- Listed entries -
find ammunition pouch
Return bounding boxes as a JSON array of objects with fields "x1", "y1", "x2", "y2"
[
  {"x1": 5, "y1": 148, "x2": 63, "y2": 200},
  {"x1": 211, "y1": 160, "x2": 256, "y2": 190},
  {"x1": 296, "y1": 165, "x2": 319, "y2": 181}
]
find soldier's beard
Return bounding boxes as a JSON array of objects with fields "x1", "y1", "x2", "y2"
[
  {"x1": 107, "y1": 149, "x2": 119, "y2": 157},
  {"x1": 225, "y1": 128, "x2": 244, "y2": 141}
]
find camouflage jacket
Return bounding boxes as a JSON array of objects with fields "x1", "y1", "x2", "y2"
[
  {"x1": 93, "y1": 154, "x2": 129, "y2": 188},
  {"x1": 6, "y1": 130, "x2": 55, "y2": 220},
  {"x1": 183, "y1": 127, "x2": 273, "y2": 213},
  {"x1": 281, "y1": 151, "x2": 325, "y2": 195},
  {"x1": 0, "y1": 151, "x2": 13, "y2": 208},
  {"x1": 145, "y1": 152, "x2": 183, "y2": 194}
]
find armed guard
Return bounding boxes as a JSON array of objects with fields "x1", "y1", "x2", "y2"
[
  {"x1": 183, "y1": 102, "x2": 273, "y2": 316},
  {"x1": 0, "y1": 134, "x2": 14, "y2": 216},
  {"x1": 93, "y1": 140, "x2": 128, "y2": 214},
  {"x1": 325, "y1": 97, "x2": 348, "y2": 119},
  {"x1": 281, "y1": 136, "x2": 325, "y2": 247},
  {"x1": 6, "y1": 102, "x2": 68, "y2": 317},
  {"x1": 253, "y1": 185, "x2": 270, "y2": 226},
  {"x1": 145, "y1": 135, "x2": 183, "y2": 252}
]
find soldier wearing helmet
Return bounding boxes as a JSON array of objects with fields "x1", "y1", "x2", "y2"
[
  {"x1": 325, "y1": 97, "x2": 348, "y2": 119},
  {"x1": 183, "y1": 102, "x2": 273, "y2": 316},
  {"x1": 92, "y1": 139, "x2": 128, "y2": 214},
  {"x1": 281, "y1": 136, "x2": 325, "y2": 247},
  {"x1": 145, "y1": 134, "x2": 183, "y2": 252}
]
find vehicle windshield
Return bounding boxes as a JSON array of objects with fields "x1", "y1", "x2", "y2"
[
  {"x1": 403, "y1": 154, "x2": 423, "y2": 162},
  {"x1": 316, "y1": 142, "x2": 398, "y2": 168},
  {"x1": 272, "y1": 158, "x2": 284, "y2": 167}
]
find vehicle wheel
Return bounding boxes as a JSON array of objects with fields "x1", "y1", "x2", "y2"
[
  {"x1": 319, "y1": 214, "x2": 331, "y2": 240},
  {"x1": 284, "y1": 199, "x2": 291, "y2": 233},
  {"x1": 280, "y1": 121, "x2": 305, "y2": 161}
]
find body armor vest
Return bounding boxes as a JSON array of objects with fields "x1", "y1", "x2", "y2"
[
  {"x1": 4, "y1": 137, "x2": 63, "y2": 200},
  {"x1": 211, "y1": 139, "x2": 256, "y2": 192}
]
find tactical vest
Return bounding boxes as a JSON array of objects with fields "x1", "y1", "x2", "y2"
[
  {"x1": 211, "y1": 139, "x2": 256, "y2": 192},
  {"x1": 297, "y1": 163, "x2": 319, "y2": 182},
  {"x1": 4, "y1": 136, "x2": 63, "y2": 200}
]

- Your objective -
Copy the lines above exactly, starting with the line that contains "find tactical vest" and going on through the last line of the material.

- Full response -
find tactical vest
Return bounding boxes as a JSON array of objects with fields "x1", "y1", "x2", "y2"
[
  {"x1": 211, "y1": 139, "x2": 256, "y2": 192},
  {"x1": 297, "y1": 163, "x2": 319, "y2": 182},
  {"x1": 4, "y1": 136, "x2": 63, "y2": 200}
]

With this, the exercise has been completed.